### Extracted text:
━━━━
Why it’s impossible to “Soak it up now”

My beautiful grandmother (Oma) used to tell me that she would “give years of her life to have her children small again”. I remember hearing her say this when I was a teenager, then again when I was a new mother.

The poignancy of that statement bounces against my heart-walls even today.

I know I’m not alone.

You’ve heard the stories of well-meaning elders wistfully begging new parents in the grocery store to “soak it up now” or “it all goes so fast”. (As they smile across an adorable tantrum.)

Maybe someone’s even said it to you.

“Soak it up now”

“Enjoy them! It ends too soon!”

“Treasure them. One day they’ll be teenagers.”

“The days are long, but the years are short.”

And so, of course, we try. WE TRY to enjoy them, to avoid the fate of wishing we could have absorbed our babies back into our bodies.

We try to keep perspective and remember that it’s not forever.

We feverishly smell them and gaze at them and push away the threat that we’ll one day forget.

My grandmother’s plea for her babies creates in me an urgent fervor to consume all of the moments, all of the sensations. I remember trying so hard to actively appreciate the evaporating time. To hug my babies tight enough that I’d hold on to every detail, forever.

I would judge myself harshly for every thought that wasn’t pure appreciation and enjoyment.

“Why can’t I appreciate this stage?

Why do I just want a break?

Where’s my gratitude?”

Any time I felt a smidgen of wanting-to-just-get-them-to-sleep-so-I-can-relax, I would determine:

Either I’m a terrible mother

Or those ol’ biddies don’t know sh*t.

But what if it’s neither?

What if there is an invisible gate we walk through as we age that magically transforms our challenging experiences into great and smiling memories?

I’m on this side. The wise elders are on the other.

I’m in the trenches and “touched out”, on little sleep and severe self-neglect. I need two days of silence and a clean house.

They have experienced their children leaving and the silence that follows. They yearn for noise and laughter and chaos again.

There is a fundamental difference between those stages in life. But there’s also a fundamental difference in the way our brains PERCEIVE events in our lives.

It turns out, our brains are wired for precisely this phenomenon.

Our brains today, in this moment? We fixate on the crummy parts (probably to help us fix the problems and keep ourselves alive).

Our brains as we look back? Ah. The brain recalls the BEST PARTS. It forgets the tough aspects and re-visions the past as glorious!
━━━━
[Data records]
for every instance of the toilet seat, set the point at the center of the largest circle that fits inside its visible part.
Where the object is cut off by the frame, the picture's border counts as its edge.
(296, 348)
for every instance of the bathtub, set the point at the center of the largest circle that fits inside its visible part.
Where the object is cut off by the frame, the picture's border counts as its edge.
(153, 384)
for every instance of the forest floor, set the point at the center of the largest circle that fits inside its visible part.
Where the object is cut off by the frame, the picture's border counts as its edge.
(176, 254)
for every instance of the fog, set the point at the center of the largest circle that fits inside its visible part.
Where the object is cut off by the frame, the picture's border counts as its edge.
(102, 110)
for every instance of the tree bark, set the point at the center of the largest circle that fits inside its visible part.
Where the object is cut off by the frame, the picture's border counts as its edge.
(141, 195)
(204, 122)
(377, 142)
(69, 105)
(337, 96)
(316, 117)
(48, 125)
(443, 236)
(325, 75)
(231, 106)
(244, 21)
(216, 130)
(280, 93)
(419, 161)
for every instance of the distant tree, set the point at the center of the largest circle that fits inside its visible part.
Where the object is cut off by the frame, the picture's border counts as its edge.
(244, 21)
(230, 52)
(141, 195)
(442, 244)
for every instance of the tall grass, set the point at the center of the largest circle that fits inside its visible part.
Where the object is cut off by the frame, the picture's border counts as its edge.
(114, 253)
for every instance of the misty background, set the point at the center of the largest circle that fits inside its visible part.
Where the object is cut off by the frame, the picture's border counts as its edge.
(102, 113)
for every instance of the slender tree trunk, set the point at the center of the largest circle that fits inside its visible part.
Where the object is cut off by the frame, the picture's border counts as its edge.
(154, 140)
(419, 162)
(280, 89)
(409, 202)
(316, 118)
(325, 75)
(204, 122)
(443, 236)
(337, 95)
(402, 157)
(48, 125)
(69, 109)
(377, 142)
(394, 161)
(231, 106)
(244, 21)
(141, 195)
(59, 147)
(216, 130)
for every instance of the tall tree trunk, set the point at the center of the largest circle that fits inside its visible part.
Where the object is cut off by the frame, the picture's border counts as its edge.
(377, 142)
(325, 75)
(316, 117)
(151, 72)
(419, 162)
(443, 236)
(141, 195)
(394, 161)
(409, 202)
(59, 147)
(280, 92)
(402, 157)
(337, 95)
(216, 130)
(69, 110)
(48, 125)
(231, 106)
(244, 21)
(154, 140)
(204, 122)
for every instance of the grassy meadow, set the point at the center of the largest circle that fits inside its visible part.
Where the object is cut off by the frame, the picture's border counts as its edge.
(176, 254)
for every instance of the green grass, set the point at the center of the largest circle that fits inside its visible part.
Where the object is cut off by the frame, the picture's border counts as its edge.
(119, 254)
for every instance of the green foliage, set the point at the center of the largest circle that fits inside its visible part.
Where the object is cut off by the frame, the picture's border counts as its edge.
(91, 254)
━━━━
### What the task requires:
Copy out the essay on soaking up the early years, starting at "Why it’s impossible" and stopping after "heart-walls even today.", but substitute "sadness" for "poignancy".

### Written solution:
Why it’s impossible to “Soak it up now”

My beautiful grandmother (Oma) used to tell me that she would “give years of her life to have her children small again”. I remember hearing her say this when I was a teenager, then again when I was a new mother.

The sadness of that statement bounces against my heart-walls even today.